» Aim:
Exactly reproduce the lines from the one holding "For each instance of the woman" through the final line of the listing below, with both ends included and nothing else.

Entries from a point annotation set
>>>

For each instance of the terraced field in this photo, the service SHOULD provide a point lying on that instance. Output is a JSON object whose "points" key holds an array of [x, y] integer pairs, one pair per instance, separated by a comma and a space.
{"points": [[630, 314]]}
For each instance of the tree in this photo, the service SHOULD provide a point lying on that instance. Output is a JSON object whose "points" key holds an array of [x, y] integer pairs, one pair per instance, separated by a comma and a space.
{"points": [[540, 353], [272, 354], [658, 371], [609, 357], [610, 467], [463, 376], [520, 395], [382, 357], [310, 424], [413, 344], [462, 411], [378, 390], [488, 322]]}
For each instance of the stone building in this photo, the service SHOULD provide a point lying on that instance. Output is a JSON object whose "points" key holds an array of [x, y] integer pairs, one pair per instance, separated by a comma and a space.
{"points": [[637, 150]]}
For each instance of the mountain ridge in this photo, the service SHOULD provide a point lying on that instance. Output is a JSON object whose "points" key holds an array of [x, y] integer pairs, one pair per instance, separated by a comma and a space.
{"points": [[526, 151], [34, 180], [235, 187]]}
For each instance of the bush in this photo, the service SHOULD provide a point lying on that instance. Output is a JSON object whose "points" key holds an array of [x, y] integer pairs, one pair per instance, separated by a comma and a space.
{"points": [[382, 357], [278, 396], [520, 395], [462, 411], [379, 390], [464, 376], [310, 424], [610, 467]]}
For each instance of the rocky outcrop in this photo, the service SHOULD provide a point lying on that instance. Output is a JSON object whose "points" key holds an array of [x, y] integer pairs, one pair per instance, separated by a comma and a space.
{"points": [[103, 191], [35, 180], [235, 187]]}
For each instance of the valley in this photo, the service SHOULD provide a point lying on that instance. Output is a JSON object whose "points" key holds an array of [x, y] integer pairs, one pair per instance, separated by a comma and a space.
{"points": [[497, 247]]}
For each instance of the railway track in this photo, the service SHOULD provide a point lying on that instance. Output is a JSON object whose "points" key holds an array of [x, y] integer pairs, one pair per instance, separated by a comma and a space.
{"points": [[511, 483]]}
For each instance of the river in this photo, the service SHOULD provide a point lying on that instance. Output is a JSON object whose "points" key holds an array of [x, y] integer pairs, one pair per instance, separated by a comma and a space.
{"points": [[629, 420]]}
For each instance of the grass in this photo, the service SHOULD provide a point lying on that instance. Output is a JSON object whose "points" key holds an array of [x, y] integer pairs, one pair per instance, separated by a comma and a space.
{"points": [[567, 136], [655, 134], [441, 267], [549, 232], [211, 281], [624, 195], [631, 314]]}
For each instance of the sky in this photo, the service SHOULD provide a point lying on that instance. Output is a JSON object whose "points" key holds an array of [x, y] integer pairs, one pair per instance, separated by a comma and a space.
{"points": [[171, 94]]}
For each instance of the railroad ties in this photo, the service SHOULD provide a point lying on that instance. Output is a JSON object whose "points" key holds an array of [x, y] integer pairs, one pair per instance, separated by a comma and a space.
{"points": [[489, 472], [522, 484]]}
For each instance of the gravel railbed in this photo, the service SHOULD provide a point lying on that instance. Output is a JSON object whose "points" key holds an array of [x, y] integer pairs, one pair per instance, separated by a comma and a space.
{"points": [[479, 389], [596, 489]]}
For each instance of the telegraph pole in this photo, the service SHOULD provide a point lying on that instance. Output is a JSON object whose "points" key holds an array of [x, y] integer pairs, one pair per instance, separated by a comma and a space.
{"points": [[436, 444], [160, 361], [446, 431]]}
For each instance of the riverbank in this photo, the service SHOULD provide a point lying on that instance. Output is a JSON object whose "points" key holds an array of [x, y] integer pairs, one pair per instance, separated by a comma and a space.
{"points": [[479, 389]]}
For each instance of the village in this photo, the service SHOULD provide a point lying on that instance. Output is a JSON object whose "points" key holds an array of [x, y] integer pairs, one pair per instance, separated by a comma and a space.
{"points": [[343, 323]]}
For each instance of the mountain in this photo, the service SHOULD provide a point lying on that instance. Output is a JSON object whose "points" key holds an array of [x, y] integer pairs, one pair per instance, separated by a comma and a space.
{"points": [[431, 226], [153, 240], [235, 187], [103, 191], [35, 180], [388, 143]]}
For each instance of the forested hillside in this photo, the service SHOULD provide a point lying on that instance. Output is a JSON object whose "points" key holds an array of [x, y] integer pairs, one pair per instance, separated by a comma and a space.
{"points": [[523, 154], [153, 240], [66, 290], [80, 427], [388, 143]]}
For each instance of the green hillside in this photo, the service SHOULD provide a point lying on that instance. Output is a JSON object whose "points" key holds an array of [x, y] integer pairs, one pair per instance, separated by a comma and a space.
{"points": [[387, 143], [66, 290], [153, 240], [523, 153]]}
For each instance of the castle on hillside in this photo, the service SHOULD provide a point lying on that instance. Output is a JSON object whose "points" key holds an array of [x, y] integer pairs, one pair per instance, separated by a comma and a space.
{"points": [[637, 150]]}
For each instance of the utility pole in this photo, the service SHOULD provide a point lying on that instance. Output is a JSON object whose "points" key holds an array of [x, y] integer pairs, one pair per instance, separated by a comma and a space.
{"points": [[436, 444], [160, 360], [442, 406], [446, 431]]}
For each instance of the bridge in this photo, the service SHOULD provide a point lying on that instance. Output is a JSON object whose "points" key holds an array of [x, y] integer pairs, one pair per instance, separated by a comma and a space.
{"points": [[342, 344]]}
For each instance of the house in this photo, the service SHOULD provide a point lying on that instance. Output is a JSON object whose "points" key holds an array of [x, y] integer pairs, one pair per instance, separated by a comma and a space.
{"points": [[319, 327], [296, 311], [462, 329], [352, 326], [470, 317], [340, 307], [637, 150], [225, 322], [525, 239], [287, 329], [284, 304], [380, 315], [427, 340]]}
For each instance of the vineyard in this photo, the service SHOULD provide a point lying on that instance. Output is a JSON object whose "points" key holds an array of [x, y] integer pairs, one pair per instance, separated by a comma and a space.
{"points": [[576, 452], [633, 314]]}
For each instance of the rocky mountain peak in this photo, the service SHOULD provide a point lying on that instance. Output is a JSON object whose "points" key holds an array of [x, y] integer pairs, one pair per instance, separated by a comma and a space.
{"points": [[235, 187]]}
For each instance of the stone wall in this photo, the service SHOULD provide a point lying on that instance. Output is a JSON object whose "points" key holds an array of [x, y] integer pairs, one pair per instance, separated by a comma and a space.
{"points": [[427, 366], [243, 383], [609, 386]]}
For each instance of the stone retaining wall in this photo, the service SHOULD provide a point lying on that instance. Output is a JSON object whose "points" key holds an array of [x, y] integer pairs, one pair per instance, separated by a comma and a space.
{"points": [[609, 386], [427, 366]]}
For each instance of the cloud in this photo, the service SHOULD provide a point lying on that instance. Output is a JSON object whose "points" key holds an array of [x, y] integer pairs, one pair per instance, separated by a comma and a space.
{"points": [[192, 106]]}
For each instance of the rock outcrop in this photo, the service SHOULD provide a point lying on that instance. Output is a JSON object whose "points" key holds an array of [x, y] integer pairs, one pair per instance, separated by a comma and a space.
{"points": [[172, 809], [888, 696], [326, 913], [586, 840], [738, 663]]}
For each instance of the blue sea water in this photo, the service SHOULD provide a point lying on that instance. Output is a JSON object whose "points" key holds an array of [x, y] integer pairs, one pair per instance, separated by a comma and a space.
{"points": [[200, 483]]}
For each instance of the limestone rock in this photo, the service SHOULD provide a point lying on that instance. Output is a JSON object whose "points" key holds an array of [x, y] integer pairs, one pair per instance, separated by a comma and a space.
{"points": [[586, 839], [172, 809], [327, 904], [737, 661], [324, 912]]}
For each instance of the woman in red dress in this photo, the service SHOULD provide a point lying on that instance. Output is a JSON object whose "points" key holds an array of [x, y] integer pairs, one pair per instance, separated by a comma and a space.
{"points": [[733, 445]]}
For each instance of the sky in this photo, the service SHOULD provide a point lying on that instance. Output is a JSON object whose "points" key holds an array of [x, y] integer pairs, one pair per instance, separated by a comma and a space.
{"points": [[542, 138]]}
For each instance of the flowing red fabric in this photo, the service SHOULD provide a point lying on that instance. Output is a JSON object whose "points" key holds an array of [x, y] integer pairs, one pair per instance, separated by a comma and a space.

<<<

» Reply to the exercise:
For each instance of the woman in red dress in this photo, the service SHOULD provide a point lying on that instance. Output is a JSON object whose "points" key holds an array of [x, y] integer pairs, one pair per instance, separated by a comma and a space.
{"points": [[733, 445]]}
For each instance of the sky in this photo, the service SHOULD provide a point lying on that instance. Output is a JSON object whose "points" key holds an array of [x, y] integer pairs, one pair per instance, separated by a comma and a space.
{"points": [[542, 138]]}
For each instance of the flowing red fabric in this photo, the service SHOULD provide a point lying on that instance. Output is a JSON object whose "points" key holds an array of [x, y] integer pairs, one pair per instance, separated by a comma and a space.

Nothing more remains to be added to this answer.